- _Request A_:
Update the holiday-preparation post from "Over the next" to "I'm on my own.", replacing "pies" with "tarts".

Friday, September 22, 2006

Shana Tova

I am up at 1:30 in the morning waiting for a quiche to cool. That about sums up the absurdity of preparing for the Jewish holidays.

Over the next month I will potentially cook 14 formal meals. Homebaked challahs, soups, salads, fish, turkey, roast, kugels, quiches, vegetable dishes, pies and cakes. I won't cook like that for all 14 meals. I'll have plenty of leftovers, and I'm dividing most things into two smaller pans, freezing stuff in advance. Preparing for the Jewish holidays requires tremendous planning, organization, and a kitchen staff of 8 wouldn't hurt, but unfortunately, that didn't quite materialize this year. I'm on my own.

Let me put this into perspective: 14 Thanksgivings in one month. With three little kids.

I went shopping three times today with the baby. She doesn't like the shopping cart very much. She spent the entire time trying to Houdini her way out of that wire-mesh-covered with a plastic-flap excuse for a seat, so I got to shop one-handed, while wrestling her down with the other hand. She screamed the entire time. People looked at me like I was a horrible mother. I'm quite certain someone actually reached for a cell phone considering whether or not to call Children's Protective Services.

- _Request B_:
How many lines in the entries below contain the string "soccer"? Give only the number.

- _Material to process_:
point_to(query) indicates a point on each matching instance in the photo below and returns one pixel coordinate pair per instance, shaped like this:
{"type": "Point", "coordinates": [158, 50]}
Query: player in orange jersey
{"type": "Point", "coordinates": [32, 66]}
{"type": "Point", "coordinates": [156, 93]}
* * *
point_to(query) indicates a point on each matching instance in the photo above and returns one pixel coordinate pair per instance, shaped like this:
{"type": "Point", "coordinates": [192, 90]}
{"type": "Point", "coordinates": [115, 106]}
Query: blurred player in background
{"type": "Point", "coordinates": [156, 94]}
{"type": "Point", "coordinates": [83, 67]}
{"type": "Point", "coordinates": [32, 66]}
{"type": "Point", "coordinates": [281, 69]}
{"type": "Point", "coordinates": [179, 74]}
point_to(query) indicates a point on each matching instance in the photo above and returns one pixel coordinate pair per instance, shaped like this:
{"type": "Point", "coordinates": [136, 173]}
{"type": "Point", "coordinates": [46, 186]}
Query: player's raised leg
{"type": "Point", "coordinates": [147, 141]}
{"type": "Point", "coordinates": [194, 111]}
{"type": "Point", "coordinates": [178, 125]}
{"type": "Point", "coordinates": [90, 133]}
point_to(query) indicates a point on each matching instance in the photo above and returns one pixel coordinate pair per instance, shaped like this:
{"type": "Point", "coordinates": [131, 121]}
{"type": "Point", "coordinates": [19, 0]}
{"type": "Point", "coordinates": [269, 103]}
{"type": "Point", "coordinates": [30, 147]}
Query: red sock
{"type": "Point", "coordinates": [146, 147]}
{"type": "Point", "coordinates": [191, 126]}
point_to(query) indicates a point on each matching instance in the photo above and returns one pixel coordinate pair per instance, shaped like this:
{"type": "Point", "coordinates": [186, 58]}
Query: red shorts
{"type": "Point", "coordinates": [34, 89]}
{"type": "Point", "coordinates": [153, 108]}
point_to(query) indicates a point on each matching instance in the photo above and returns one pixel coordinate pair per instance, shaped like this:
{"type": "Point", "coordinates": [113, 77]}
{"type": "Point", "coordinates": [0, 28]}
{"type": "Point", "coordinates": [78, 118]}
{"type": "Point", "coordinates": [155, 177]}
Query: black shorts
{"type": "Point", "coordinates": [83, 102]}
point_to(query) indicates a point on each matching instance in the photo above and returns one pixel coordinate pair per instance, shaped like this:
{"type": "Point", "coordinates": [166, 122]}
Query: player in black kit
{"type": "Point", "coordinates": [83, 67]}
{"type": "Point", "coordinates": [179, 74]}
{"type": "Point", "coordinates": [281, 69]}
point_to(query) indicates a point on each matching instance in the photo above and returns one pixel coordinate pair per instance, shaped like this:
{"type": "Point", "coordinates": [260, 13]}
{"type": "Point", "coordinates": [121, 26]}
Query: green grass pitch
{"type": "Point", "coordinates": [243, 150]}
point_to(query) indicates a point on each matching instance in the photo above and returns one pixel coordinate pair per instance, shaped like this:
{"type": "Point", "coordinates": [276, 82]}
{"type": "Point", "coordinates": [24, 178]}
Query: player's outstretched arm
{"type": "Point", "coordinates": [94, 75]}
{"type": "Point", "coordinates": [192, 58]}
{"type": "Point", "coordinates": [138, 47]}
* * *
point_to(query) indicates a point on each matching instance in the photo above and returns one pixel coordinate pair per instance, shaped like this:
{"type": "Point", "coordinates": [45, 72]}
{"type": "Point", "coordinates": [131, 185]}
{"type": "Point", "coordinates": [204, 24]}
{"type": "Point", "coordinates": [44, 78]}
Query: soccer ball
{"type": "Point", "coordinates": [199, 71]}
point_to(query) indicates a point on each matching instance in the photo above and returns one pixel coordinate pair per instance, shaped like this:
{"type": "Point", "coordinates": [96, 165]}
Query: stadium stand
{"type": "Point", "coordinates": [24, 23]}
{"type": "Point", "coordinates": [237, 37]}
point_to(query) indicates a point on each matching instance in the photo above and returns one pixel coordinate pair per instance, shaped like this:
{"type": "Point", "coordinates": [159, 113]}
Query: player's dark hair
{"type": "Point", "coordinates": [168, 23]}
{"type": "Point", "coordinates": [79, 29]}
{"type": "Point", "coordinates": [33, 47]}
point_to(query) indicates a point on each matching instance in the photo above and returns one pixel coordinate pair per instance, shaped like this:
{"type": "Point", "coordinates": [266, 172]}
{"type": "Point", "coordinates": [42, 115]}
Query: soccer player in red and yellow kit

- _Full response A_:
Over the next month I will potentially cook 14 formal meals. Homebaked challahs, soups, salads, fish, turkey, roast, kugels, quiches, vegetable dishes, tarts and cakes. I won't cook like that for all 14 meals. I'll have plenty of leftovers, and I'm dividing most things into two smaller pans, freezing stuff in advance. Preparing for the Jewish holidays requires tremendous planning, organization, and a kitchen staff of 8 wouldn't hurt, but unfortunately, that didn't quite materialize this year. I'm on my own.

- _Full response B_:
2